• Texto:
===

O cerne do ensino de Jorge Gomes na arte de bem tocar a Guitarra de Coimbra, reside na transmissão rigorosa de uma técnica de dedilhação apoiada da mão direita, em que polegar e indicador percutem as cordas utilizando em simultâneo a unha (que não deverá ser demasiado comprida, nem ter forma de palheta) e a polpa dos dedos, ficando estes, ato contínuo, apoiados nas cordas imediatamente adjacentes, quase sempre no uso do polegar e na flexão do indicador, favorecendo desta forma a consistência, a intensidade e a qualidade das notas musicais, o que, aliado à destreza da mão esquerda, contribui de forma decisiva para a qualidade do som extraído da guitarra, que é uma das principais características diferenciadoras no toque da guitarra de Coimbra, em que Jorge Gomes é exímio.
Importa esclarecer, que não foi Jorge Gomes o “inventor” destas técnicas, mas sim Artur Paredes, como se poderá constatar pela leitura da obra do amigo e 2.º guitarra, Dr. Afonso de Sousa: “O canto e a guitarra na década de oiro da Academia de Coimbra (1920-1930)” – Coimbra Editora 1986.
Conclusão na entrada seguinte.
Coimbra, 28 de janeiro de 2024
Manuel Campos Coroa
Conheço Jorge Gomes há largos anos. A sua personalidade assenta em duas vertentes, a de um homem vertical e forte nas suas convicções e um acrisolado amor ao ensino e preservação do Fado de Coimbra. Lembro o tempo em que tantos “meteram a viola no saco” e ele continuar firme e destemido na defesa de uma das razões de ser da sua vida.
È, de inteira justiça, integrar a galeria das Personalidades de Coimbra.
O texto de hoje da autoria de Manuel Campos Coroa, é o primeiro de uma série de três entradas, sobre um percurso de vida ímpar.
Falar sobre o Dr. Jorge Gomes, é falar num bom amigo e mestre, com quem mantenho há várias décadas uma proximidade diária, numa relação que extravasa em muito o universo da Guitarra de Coimbra, mas não existiria sem ela.
Fazê-lo para corresponder a um desafio do Dr. António Rodrigues Costa, transforma estas linhas numa tarefa tão irrecusável quanto difícil, porque apela a um exigente poder de síntese, que confesso não ter.
Jorge Gomes
Não me é possível falar do Mestre, sem um olhar pluridimensional sobre o Homem, o Professor e o Músico, na sua relação afetiva com o universo histórico-cultural da sua Coimbra natal.
Jorge Luiz da Costa Gomes, nasceu em Coimbra no dia 19 de julho de 1941 e cá vive desde sempre, com exceção do período em que cumpriu o serviço militar obrigatório, com passagem por Angola. Mantém uma memória remota notável, com grande capacidade de evocação de factos e personalidades do passado, identificando os protagonistas e acontecimentos com grande clareza.

===

• Lista de tarefas:
(a) Responda a estas perguntas com base no texto sobre Jorge Gomes:
(i) Que dedos da mão direita percutem as cordas na técnica de dedilhação descrita?
(ii) A quem atribui o texto a invenção dessas técnicas?
(iii) Em que data nasceu Jorge Luiz da Costa Gomes?
(b) Redija a parte seguinte do texto sobre Jorge Gomes, dando-lhe continuidade a partir da última frase apresentada.
Os dados constituem material à parte e não se relacionam com o texto.

• Dados fornecidos:
===

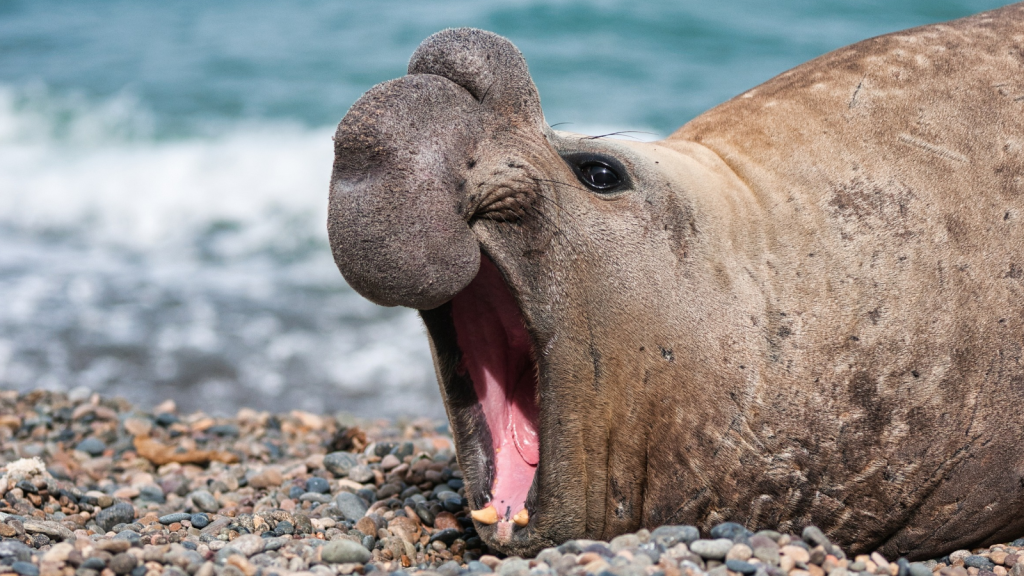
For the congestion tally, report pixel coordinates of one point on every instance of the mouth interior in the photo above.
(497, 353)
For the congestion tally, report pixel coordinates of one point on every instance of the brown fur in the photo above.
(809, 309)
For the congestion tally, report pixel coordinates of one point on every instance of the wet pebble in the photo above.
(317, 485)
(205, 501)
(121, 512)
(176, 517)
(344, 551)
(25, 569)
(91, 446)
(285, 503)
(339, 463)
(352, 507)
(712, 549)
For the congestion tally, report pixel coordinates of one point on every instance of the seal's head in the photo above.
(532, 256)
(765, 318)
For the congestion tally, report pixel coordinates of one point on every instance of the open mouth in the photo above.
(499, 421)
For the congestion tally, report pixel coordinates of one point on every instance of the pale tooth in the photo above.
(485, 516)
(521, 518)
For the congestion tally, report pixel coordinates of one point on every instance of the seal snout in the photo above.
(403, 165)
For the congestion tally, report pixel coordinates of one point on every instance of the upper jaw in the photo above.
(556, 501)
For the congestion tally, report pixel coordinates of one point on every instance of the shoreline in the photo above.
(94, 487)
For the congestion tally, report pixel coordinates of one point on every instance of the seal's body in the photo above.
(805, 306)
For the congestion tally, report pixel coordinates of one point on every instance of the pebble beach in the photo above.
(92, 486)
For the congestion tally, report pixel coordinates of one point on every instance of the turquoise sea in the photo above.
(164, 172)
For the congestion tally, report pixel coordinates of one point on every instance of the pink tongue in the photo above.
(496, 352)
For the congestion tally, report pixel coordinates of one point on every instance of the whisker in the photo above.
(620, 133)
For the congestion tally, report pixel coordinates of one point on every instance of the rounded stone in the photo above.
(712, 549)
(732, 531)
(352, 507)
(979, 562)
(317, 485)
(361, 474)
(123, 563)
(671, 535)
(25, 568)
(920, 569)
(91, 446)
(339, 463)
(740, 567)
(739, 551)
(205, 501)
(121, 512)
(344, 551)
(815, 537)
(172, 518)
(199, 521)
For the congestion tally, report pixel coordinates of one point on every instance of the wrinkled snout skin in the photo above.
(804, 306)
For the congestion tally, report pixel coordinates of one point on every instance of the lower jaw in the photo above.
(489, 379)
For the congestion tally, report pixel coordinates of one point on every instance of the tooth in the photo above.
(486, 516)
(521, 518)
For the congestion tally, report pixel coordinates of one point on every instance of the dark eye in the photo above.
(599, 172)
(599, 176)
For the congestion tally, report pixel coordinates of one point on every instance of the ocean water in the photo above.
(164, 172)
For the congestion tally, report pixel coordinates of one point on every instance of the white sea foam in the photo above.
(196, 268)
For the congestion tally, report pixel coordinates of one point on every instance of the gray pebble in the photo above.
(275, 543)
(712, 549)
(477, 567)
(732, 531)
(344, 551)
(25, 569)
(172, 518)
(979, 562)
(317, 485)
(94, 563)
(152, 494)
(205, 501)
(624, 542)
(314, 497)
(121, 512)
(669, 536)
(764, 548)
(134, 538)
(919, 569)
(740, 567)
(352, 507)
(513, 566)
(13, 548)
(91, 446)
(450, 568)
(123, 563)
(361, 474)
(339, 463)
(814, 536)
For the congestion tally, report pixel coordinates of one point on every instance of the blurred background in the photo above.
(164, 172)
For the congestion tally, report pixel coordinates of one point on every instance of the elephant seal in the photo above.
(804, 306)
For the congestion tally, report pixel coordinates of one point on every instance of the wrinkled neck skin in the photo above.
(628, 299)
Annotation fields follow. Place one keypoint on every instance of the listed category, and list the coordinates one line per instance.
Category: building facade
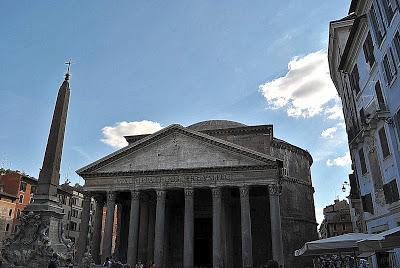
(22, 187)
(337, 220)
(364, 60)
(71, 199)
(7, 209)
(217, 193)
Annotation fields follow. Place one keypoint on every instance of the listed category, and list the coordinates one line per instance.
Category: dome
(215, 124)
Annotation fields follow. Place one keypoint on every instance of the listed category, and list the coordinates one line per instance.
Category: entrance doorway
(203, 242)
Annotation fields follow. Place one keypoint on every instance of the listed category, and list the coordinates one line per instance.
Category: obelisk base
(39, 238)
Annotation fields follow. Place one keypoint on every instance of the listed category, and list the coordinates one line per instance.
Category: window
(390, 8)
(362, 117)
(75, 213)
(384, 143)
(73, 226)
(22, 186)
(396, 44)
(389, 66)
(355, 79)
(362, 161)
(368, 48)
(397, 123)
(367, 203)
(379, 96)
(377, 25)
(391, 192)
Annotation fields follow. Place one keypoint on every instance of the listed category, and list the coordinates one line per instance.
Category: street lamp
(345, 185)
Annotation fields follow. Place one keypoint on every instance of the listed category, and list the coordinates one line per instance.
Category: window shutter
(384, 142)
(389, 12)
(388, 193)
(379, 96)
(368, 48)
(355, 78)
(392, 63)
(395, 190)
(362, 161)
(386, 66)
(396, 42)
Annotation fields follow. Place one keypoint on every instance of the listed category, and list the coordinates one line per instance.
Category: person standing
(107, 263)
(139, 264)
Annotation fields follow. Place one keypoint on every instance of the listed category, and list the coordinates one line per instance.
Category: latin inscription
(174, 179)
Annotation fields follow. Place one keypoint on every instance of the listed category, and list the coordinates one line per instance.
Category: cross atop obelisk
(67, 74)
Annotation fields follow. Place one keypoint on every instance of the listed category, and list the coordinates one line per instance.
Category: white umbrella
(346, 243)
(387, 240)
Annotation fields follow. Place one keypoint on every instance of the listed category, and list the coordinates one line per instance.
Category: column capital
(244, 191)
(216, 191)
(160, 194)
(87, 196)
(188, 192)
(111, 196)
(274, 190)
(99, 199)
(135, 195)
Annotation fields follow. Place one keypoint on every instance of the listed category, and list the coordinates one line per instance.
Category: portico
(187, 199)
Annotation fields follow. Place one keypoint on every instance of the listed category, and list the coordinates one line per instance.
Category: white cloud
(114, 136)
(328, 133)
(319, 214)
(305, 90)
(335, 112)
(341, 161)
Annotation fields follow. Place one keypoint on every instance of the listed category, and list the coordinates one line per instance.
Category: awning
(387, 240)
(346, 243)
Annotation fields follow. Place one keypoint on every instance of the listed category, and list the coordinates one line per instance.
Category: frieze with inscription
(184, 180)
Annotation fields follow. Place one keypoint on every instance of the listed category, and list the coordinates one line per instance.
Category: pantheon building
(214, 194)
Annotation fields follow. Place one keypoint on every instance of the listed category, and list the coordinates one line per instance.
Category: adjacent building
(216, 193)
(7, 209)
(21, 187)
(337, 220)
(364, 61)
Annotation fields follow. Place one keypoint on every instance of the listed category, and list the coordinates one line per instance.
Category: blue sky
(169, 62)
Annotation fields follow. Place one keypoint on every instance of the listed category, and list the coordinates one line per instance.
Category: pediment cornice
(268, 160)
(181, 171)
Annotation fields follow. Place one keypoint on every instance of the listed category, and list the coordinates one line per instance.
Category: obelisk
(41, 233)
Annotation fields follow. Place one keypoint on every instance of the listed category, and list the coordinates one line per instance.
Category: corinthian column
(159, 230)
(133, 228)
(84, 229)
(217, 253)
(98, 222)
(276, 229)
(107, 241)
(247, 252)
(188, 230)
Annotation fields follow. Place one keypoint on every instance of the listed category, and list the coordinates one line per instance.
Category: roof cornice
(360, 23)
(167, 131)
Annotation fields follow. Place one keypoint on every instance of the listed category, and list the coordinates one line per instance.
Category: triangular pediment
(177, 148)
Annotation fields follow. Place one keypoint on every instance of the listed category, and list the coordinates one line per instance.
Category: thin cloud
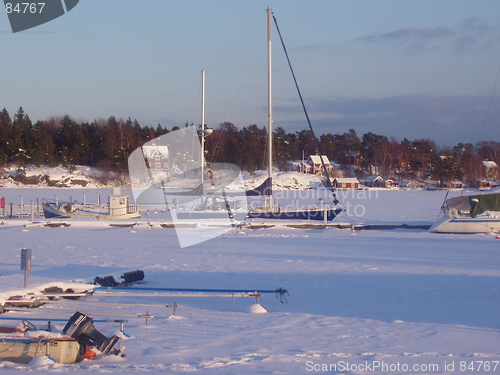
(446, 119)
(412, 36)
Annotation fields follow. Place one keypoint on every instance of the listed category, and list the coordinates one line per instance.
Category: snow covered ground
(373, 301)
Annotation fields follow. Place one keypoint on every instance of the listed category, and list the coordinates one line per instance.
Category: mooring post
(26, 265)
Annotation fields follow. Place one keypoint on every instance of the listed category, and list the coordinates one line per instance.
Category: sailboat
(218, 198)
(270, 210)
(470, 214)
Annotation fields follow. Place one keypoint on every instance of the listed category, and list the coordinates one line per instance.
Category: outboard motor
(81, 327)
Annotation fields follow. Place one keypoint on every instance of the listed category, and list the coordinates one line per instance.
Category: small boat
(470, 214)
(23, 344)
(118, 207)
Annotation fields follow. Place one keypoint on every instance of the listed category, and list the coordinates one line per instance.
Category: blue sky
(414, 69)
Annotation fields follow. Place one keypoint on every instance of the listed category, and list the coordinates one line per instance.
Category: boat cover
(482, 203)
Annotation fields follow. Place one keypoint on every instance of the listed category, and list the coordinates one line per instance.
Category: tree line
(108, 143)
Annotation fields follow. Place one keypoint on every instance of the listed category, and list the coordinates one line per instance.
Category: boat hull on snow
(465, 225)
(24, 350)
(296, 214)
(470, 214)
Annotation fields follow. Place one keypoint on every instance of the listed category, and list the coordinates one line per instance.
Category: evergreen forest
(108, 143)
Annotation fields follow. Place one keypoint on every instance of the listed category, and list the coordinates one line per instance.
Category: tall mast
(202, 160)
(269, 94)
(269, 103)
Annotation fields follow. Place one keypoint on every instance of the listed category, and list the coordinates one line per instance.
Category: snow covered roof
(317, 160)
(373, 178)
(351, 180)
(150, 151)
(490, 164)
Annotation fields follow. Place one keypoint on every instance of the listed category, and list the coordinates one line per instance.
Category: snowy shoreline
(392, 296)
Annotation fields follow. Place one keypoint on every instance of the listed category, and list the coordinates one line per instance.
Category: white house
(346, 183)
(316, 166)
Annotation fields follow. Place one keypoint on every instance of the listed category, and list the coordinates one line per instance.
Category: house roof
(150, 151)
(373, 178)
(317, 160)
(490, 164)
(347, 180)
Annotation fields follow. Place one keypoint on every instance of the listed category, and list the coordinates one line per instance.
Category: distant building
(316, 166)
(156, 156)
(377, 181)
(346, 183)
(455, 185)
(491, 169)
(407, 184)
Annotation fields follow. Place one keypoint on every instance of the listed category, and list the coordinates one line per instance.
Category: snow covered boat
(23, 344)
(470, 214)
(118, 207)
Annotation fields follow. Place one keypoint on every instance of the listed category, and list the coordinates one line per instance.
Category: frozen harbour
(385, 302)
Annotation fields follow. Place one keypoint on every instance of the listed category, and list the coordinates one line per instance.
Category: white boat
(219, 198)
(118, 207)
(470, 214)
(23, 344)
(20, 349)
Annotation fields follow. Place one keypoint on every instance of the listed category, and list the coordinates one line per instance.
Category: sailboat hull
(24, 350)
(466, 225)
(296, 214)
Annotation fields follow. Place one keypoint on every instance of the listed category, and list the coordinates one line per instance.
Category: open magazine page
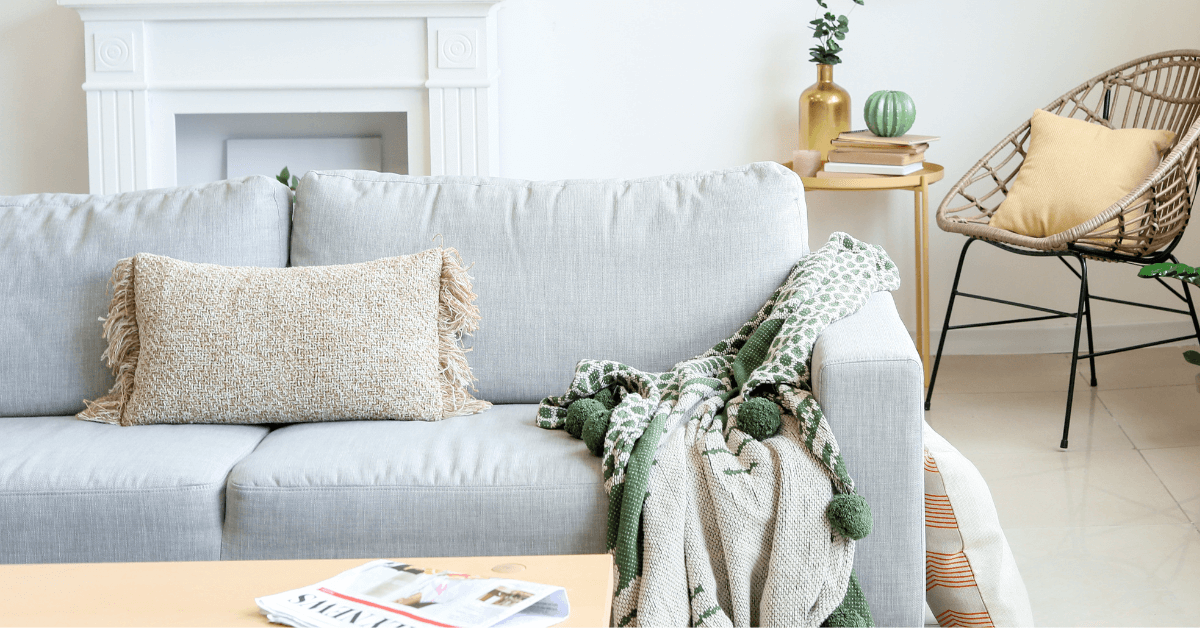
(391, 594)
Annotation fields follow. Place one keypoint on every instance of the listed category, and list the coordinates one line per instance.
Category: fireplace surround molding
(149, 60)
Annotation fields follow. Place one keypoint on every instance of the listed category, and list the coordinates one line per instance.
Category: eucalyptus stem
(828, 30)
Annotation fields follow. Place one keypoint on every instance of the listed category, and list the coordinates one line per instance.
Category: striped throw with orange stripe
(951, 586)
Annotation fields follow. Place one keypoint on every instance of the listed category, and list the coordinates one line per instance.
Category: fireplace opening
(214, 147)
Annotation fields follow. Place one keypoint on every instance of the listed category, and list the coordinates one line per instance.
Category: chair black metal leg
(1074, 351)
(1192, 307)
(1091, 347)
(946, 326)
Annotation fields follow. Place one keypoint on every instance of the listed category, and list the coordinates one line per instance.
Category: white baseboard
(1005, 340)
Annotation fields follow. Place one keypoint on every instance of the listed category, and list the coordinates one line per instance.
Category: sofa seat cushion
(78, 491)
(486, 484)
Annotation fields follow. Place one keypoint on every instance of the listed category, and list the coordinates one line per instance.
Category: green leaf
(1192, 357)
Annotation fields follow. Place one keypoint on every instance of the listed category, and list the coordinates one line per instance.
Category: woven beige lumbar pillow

===

• Respostas por tarefa:
(a)
(i) O polegar e o indicador.
(ii) A Artur Paredes.
(iii) A 19 de julho de 1941.

(b)
Viveu a sua infância e adolescência na travessa de Moura e Sá, em Montes Claros, na companhia de seus pais e irmã, de onde posteriormente se mudariam para a rua Verde Pinho.
Foi neste ambiente, onde pontificou a influência familiar, que se forjou Homem de honestidade a toda prova, verdadeiramente desprendido de interesses materiais e convictamente avesso ao elogio da própria personalidade.
Na Escola Primária de Almedina, foi colega de carteira e amigo, do malogrado Fernando Frias Gonçalves, que seria também um talentoso guitarrista com quem partilhava o interesse e a aptidão para a música, em particular para os instrumentos de corda, em que o genial guitarrista Artur Paredes era referência maior.
Fernando Frias Gonçalves na viola, Jorge Godinho e Eduardo Melo na guitarra e José Miguel Batista, no canto. Finais dos anos 60. Imagem acedida em: https://www.facebook.com/photo/?fbid=2040525446055952&set=pcb.2040525472722616
Jorge Gomes, revelou desde jovem uma grande habilidade manual, começando mesmo por fabricar os seus próprios instrumentos, ainda que muito rudimentares, usando para isso (às escondidas), tábuas e fios metálicos, que o pai usava no fabrico de resistências para fogões elétricos. Eram “instrumentos-brinquedo”, que embora muito primários, permitiam já a afinação das “cordas” e a formação de acordes musicais, no que seriam os primeiros passos para mais tarde construir as suas próprias guitarras e sobretudo uma viola toeira de Coimbra, que ofereceu ao Dr. Manuel Louzã Henriques, depois do desaparecimento (em 1981) do guitarreiro Raúl Simões, último construtor e tocador conhecido de violas toeiras, de que já não havia na época qualquer exemplar tocável .
Viola toeira construída por Jorge Gomes, 2003 c.
Esta viola toeira construída por Jorge Gomes, pode ainda hoje ser vista na coleção de instrumentos populares do Dr. Lousã Henriques.
A necessidade de aprender a tocar de forma mais sistematizada a guitarra de Coimbra e o violão de acompanhamento, rapidamente se impôs.
A primeira guitarra que teve, foi-lhe oferecida por uma tia, que, notando o entusiasmo e o talento do rapaz para a música, a decidiu comprar na casa Olímpio Medina, por ocasião da conclusão do ensino primário e ingresso no Liceu.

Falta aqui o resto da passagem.